Task item =>
Please repeat the line that contains "black tank top. Return only the coordinates." and every line after it, exactly, through the end of the records.

Dataset excerpts =>

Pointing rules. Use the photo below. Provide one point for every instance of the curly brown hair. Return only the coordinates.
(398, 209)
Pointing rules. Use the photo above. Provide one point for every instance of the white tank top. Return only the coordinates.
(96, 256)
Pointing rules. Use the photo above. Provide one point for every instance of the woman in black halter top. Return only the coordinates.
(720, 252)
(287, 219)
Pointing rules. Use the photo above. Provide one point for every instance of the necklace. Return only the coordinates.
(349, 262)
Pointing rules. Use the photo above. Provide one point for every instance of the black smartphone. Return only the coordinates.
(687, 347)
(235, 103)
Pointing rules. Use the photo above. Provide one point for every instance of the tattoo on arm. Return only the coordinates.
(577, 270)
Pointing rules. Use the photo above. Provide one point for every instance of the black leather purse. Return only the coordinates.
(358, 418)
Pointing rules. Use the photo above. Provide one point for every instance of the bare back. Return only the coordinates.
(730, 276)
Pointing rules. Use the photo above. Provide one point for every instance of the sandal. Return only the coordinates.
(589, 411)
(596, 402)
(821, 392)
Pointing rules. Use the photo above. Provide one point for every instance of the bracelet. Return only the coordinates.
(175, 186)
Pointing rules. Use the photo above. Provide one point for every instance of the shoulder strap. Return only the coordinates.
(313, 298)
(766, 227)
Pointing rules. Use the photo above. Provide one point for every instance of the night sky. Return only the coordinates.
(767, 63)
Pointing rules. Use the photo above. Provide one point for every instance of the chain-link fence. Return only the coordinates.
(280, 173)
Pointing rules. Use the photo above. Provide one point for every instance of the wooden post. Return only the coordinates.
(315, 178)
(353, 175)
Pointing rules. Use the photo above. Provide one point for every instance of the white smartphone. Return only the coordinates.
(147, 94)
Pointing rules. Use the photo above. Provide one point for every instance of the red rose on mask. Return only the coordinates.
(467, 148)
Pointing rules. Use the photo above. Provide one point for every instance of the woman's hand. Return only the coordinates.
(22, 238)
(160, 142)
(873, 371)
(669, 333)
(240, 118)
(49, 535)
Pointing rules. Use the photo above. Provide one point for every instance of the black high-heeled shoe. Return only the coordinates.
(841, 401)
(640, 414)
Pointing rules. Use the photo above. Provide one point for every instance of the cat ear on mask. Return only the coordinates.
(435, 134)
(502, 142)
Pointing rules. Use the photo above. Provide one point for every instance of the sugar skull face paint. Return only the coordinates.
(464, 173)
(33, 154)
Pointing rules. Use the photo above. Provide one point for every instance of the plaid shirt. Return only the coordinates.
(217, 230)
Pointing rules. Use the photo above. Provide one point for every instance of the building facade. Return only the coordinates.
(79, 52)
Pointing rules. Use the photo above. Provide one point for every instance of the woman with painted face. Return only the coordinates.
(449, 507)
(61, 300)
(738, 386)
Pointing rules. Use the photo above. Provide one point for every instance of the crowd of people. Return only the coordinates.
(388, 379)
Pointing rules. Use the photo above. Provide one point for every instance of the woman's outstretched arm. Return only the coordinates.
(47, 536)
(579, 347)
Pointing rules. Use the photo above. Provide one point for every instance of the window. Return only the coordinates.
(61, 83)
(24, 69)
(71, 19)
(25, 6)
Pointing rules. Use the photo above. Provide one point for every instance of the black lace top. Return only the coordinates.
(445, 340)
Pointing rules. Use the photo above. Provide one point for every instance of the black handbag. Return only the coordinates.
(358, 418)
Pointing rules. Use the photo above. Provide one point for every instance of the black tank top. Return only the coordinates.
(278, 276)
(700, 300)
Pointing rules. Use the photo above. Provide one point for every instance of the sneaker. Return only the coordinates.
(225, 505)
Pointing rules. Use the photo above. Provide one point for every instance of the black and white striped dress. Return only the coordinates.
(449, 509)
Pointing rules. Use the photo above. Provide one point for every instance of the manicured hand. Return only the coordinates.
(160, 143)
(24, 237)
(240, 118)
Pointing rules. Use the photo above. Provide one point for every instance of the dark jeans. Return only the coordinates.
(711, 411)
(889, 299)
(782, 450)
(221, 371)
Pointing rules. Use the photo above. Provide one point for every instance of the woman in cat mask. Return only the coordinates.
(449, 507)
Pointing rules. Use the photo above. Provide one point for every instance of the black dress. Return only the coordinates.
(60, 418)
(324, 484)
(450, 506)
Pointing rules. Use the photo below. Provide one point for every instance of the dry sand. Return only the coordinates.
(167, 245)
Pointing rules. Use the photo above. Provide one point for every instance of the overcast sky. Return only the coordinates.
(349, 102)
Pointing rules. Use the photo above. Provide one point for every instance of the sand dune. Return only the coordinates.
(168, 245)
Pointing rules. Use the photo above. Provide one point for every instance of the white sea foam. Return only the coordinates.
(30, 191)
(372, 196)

Output below =>
Pointing rules. Use the photo above. Provide one point for every instance of the black tank top. Return only the coordinates.
(278, 276)
(700, 300)
Pointing rules. Use the photo above. Provide one point for every instance of the sneaker. Return only the coordinates.
(225, 505)
Pointing rules. Use the photo above. Provide one point for every instance of the black and white striped dress. Return only the coordinates.
(449, 509)
Pointing rules. Use the photo above. Provide one point for every instance of the manicured hand. Return only the coordinates.
(160, 143)
(24, 237)
(240, 118)
Pointing rules. Use the photo above. Provide one point for every instance of the dark jeans. Return only the coordinates.
(711, 411)
(889, 299)
(782, 450)
(221, 371)
Pointing rules. Use the photo above. Provide one point for every instance of the woman in cat mask. Return only the coordinates.
(449, 507)
Pointing rules. Use the photo above. Provide one point for every instance of the black dress. Return only the coordinates.
(60, 418)
(324, 484)
(450, 506)
Pointing rules. Use the photo below. Provide one point for every instance of the dry sand. Return only the coordinates.
(167, 245)
Pointing rules. Use the photo above. Provide one point for every instance of the overcast sky. Return only the coordinates.
(349, 102)
Pointing rules. Use the photo above. Provide one point for every instance of the sand dune. Return only the coordinates.
(168, 245)
Pointing rules. Use the photo above. Provide one point for every instance of the white sea foam. Return only the coordinates.
(30, 191)
(372, 196)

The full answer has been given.